> RECORDS TO USE

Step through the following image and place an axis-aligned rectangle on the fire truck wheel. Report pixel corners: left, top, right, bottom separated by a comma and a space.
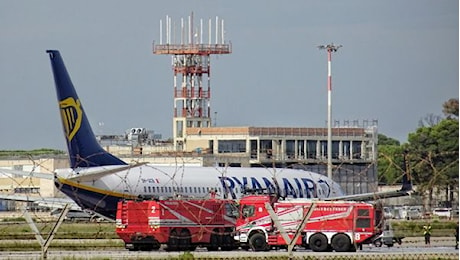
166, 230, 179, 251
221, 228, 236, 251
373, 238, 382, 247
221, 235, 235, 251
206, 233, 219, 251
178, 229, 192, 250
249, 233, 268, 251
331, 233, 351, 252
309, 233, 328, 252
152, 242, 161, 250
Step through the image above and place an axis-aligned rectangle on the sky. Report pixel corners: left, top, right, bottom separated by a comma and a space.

...

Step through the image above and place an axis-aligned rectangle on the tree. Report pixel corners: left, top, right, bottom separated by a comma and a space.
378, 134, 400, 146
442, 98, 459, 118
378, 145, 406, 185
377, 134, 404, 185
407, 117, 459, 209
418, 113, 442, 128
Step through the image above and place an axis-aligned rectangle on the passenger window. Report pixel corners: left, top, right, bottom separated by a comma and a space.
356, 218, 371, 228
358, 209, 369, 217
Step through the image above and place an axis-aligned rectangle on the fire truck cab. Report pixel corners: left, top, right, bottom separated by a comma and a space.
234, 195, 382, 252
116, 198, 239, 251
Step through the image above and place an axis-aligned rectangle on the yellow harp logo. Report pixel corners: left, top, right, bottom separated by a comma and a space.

> WHAT TO DO
Only the lines above from the one with "Step through the following" to the one with "on the sky." should be printed, both included and exactly as written; no picture belongs in the copy.

> WRITTEN SOLUTION
Step through the following image and place an axis-aligned rectangle on the fire truck wheel. Report pixel corners: left, top, right, bottom separated by a comma and a space.
166, 230, 179, 251
221, 228, 236, 251
373, 238, 382, 247
221, 235, 235, 251
206, 233, 219, 251
178, 229, 192, 250
249, 233, 268, 251
331, 233, 351, 252
309, 233, 328, 252
152, 242, 161, 250
Step through the image above and place an axis-aligned rectangle on the sky. Report pixel corners: left, top, right, bottom separated by a comma and a space.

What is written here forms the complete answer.